Something puzzles me about the Xbox fans who defend that Series S is a perfectly fine machine with 1440p resolution but Series X is better than PS5 as it has the brute force advantage. This whole sentence is perplexing to even entertain and damn contradictory. If Series S with 1/3 of the GPU power of Series X is perfectly fine doing 1440p, then PS5 with 85% of the power of Series X has only negligible power differential. If Series S can do 1440p, then PS5 can do 1800p or higher, which 99% of the people will not be able to tell! So please stop exaggerating the power differential, it's not there.

However, for $100 more money, the power gap between Series S and Playstation 5 is HUGE, not only the GPU gap (2.5x times), but also larger and much faster SSD, with practically the same fidelity as the Series X is a no brainer. With Playstation digital, you basically get the Series X power but with Playstation exclusives.

→ DATA EXCERPTS:

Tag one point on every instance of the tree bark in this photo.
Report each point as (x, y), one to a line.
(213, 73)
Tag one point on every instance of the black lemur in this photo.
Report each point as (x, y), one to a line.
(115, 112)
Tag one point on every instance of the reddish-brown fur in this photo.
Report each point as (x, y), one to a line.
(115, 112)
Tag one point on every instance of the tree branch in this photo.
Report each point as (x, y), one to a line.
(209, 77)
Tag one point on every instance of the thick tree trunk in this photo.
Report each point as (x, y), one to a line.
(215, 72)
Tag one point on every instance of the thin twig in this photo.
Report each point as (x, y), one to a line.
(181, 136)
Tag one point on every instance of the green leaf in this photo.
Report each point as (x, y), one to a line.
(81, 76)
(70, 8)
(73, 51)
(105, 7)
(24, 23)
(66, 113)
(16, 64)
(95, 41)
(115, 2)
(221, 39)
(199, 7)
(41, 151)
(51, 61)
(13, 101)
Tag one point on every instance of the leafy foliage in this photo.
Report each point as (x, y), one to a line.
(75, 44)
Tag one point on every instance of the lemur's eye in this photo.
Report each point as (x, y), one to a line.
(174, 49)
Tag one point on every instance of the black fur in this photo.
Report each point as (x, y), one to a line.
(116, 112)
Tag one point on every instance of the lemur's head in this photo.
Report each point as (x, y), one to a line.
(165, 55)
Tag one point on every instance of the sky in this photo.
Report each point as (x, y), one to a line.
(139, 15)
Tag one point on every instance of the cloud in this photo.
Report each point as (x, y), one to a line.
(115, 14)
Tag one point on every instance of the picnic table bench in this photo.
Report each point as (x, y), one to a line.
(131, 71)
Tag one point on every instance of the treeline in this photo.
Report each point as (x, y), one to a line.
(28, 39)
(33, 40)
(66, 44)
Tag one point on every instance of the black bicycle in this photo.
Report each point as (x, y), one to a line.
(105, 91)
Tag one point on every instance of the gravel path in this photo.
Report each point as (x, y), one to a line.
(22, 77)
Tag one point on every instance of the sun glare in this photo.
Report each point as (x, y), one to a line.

→ JOBS:
[1] In the console comparison, echo the part that opens with the words containing "Something puzzles me" and closes with "it's not there.".
[2] Decide whether each statement agrees with the console comparison, answering yes or no and quoting the deciding words: (a) Series S is said to have one third of the GPU power of Series X. (b) The PS5 is described as costing $100 less than the Series S. (c) The PS5 is said to have 85% of the power of Series X.

→ RESPONSE LIST:
[1]
Something puzzles me about the Xbox fans who defend that Series S is a perfectly fine machine with 1440p resolution but Series X is better than PS5 as it has the brute force advantage. This whole sentence is perplexing to even entertain and damn contradictory. If Series S with 1/3 of the GPU power of Series X is perfectly fine doing 1440p, then PS5 with 85% of the power of Series X has only negligible power differential. If Series S can do 1440p, then PS5 can do 1800p or higher, which 99% of the people will not be able to tell! So please stop exaggerating the power differential, it's not there.

[2]
(a) Yes: "Series S with 1/3 of the GPU power of Series X"
(b) No: "for $100 more money, the power gap between Series S and Playstation 5 is HUGE"
(c) Yes: "PS5 with 85% of the power of Series X"